- Try it
Transcribe the entries that follow, word for word.

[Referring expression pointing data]

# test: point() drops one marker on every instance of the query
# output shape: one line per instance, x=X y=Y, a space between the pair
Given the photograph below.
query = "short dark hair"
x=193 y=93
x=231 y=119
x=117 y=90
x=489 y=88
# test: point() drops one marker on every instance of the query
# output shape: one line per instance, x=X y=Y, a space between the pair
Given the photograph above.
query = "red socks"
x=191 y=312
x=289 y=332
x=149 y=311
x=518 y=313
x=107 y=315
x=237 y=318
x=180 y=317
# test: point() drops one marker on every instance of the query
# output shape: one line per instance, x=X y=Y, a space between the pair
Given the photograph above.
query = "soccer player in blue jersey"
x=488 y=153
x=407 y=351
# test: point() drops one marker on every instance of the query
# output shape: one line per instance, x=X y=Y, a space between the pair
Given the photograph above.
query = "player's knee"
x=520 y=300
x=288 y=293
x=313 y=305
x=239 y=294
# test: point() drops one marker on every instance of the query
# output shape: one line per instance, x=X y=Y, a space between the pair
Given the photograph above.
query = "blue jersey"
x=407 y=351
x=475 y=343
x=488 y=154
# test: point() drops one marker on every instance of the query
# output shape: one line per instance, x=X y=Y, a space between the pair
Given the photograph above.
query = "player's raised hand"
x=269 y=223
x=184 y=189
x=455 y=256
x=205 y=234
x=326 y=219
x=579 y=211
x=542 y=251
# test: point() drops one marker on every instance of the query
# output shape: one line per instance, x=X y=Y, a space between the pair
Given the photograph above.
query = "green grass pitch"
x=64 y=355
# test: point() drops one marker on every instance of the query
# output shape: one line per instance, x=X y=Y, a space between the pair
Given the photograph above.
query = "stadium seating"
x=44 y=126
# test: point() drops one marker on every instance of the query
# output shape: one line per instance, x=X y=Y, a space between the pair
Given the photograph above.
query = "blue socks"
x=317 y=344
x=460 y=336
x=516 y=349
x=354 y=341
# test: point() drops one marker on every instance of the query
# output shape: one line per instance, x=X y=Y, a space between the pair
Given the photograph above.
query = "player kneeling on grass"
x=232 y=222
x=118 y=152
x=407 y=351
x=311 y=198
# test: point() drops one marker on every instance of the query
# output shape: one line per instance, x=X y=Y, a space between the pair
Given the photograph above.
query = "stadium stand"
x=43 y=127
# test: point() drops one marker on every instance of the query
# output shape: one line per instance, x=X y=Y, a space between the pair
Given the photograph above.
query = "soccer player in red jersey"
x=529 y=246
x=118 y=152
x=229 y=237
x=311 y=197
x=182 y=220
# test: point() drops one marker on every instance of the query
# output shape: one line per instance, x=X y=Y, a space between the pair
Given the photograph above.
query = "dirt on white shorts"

- Your solution
# test: point() drops one marker on every instance of the query
# output shape: one line per instance, x=X y=Y, a space between the pair
Given the photograph below.
query = "short dark hair"
x=193 y=93
x=231 y=119
x=117 y=90
x=489 y=88
# test: point() drops one marker on every instance of the query
# output shape: one line per instance, x=X y=Y, a space between the pair
Given the photograph above.
query = "red socks"
x=191 y=312
x=289 y=332
x=149 y=311
x=518 y=313
x=107 y=315
x=237 y=318
x=180 y=317
# test: point() drops one marker on every instance of the query
# output shape: one line per instance, x=X y=Y, a space between the pair
Given the photograph above.
query = "soccer player in blue jersey"
x=488 y=153
x=407 y=351
# test: point() drops one marker on every instance of the query
# output shape: one line per instance, x=X y=Y, a space between the pair
Given the photograph above.
query = "player's knee"
x=520 y=300
x=288 y=293
x=313 y=305
x=239 y=294
# test: point() drops one marker on every instance of the query
# output shape: one line per instance, x=X y=Y, a space between the pair
Given the photograph above.
query = "blue jersey"
x=407 y=351
x=475 y=343
x=488 y=154
# test: point() drops one marker on every instance of the query
# output shape: one line per instance, x=X y=Y, a space between the pair
Given the photograph above.
query = "player's raised hand"
x=269 y=223
x=184 y=189
x=455 y=256
x=205 y=234
x=326 y=219
x=579 y=211
x=542 y=251
# test: point() drops one marker on every instance of the query
# output shape: one line per instance, x=X y=Y, a space between the pair
Given the photograph above.
query = "green grass pitch"
x=64 y=355
# test: point() drops one marker on every instance of the query
# output shape: one line per instance, x=X y=Y, a space between the pair
Given the photograph above.
query = "stadium seating"
x=44 y=126
# test: point() drops one marker on every instance of the query
# output shape: one line per instance, x=X y=Y, a space between the pair
Given the photograph above.
query = "blue socks"
x=317 y=344
x=460 y=336
x=516 y=349
x=354 y=341
# test: point() drops one marker on every instance of the query
# output shape: one line per instance, x=X y=Y, a space between the pair
Given the photograph above.
query = "player kneeling on grass"
x=232 y=222
x=118 y=152
x=407 y=351
x=311 y=198
# test: point() drops one marker on every instance of the query
# output shape: one line per instance, x=X y=Y, a space between the pair
Given the photograph above.
query = "stadium stand"
x=43 y=127
# test: point() drops one marker on every instance of the query
# output shape: one line per instance, x=X y=Y, a space between the pair
Given the photograph above.
query = "soccer player in red jersey"
x=529 y=246
x=118 y=152
x=229 y=237
x=311 y=197
x=182 y=220
# test: point() drops one marker on every instance of the query
# output shape: one line per instance, x=X y=Y, a space between the pair
Given the photograph above.
query = "dirt on white shorts"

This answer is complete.